INFORMATION PROVIDED:

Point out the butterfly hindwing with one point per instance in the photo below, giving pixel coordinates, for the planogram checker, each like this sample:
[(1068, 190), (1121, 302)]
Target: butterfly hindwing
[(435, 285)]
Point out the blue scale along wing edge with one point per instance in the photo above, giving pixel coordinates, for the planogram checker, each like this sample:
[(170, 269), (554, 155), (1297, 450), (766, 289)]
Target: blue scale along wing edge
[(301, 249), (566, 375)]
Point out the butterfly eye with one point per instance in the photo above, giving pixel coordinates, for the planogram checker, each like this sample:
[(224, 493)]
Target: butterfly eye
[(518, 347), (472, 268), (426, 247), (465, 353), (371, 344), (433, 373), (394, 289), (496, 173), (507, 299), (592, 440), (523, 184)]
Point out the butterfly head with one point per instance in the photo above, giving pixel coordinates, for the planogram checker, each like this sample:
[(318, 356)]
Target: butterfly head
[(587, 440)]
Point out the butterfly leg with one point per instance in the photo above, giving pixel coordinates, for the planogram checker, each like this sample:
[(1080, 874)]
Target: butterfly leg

SET TASK: Write out all the data again, exactly as it appears.

RESULT OF THE EXERCISE:
Point out the butterfly hindwing with one point per instance in the photo below, giving pixel coordinates, for the planogram checker, each like this sample:
[(1068, 190), (1121, 302)]
Target: butterfly hindwing
[(435, 285)]
Point out the blue scale along wing edge with one point per instance in the photo above, giving pixel coordinates, for the planogram checker, each like this sample:
[(170, 269), (554, 155), (1297, 450), (766, 289)]
Target: blue scale along wing edge
[(301, 249), (566, 375)]
Point out the butterfly eye with one point per instance in the photo above, giving pixel coordinates, for the planogram checker, each like this sample:
[(224, 493)]
Target: butterfly eye
[(518, 347), (472, 268), (426, 247), (465, 353), (371, 344), (433, 373), (394, 289), (496, 173), (507, 299), (592, 440), (523, 184)]
Point out the butterfly head with one point per instance in the photo above, giving pixel coordinates, for the planogram checker, each like this sample:
[(318, 356)]
Target: butterfly head
[(587, 440)]
Point out the butterfly leg with one point per instance in the photo above, giving pixel coordinates, for the planogram checker, each like this sample:
[(1080, 874)]
Target: butterfly leg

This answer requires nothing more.